Главная подляна – концовка. Книга, как это принято последнее время у многих хороших писателей, обрывается на самом интересном. Но мы, увы, уже не подростки, чтобы искренне горевать по подобному поводу. Мы подождем следующего «Бумеранга».

Оценка: 10
– [  18  ] +

Алексей Иванов «Золото бунта»

ismagil, 17 сентября 2010 г. 20:03

Первая в жизни Алексея Иванова публикация была помечена любопытной финтифлюшкой: художник «Уральского следопыта» поперек открывавшего «Охоту на «Большую медведицу»» рисунка вывел чертежным шрифтом довольно длинную невразумительную фразу типа: «Сережа, помнишь, долгими вечерами мы слушали «Наутилус» и спорили до хрипоты? Тот спор еще не окончен». За имя и детали не ручаюсь, почти 20 лет прошло, журнал давно утерян, а книжные издания обошлись без этой телеги. А жаль: она довольно емко объясняет суть любимого Ивановым приема, связанного с отсеиванием лишнего читателя.

§ ДАННЫЕ УПРАЖНЕНИЯ
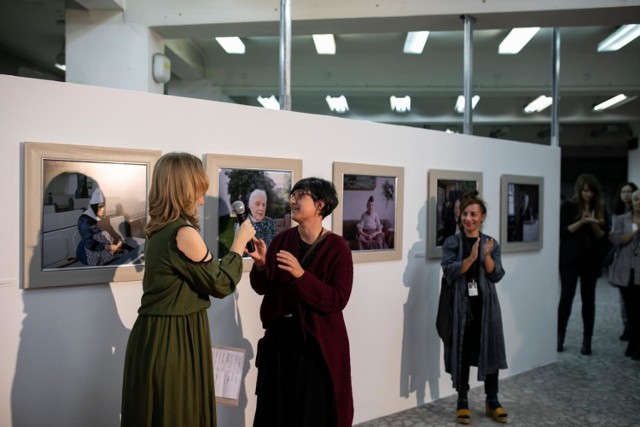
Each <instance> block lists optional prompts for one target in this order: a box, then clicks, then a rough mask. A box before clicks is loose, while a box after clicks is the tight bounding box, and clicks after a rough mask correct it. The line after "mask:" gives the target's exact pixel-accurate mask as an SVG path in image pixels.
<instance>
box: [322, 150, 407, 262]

§ ЧТО НУЖНО СДЕЛАТЬ
A: Каким шрифтом, согласно отрывку с отзывами, художник вывел фразу поперек рисунка?
B: Пожалуйста, продолжите отрывок с отзывами сразу после его последнего предложения.
Материал здесь никак не используется.

§ ОТВЕТЫ ПО ЗАДАНИЯМ
A: Чертежным шрифтом.

B:
Прием примитивен: сразу дать читателю понять, что ждет его серьезное грузилово, и ежели ты к нему не готов, то отскочь. А если не боишься юношеских хриплых споров под «Наутилус» — сам виноват.

Этот метод применен вроде в каждой крупной вещи пермского автора (только за «Общагу-на-Крови» не скажу, не читал еще). Скажем, «Географ глобус пропил» начинается с пролога, очень не совпадающего по тональности и смыслу с последующим текстом: ожидается надсадная остапбендеровщина, а получается хард-версия «Доживем до понедельника».

В исторических романах еще проще: сначала Иванов 50 страниц подряд беспощадно волочет читателя по глуби густого киселя, сваренного из абсолютно непонятных слов и названий. Потом автор оглядывается, убеждается, что балласт утоп, а выжили только те, кто действительно хотел дочитать, — и переходит на вполне современный русский язык. А странице к 150-й даже начинает объяснять, что означают финноугризмы и диалектизмы (пам, хумляльт, ламия, потесь, огниво, парма, наконец), которые читатель давно принял как симпатичный, но бессмысленный фоновый узор

Этим «Вниз по реке теснин» мало отличается от «Чердыни — княгини гор». И не только этим. Книги не то что похожие — однотипные. Просто автор решил в житии святого поменять главного героя на просто хорошего парня, у которого всего один грех – гордыня. А правила не менять. Ну, и время действия перенести, чтобы не так очевидно было.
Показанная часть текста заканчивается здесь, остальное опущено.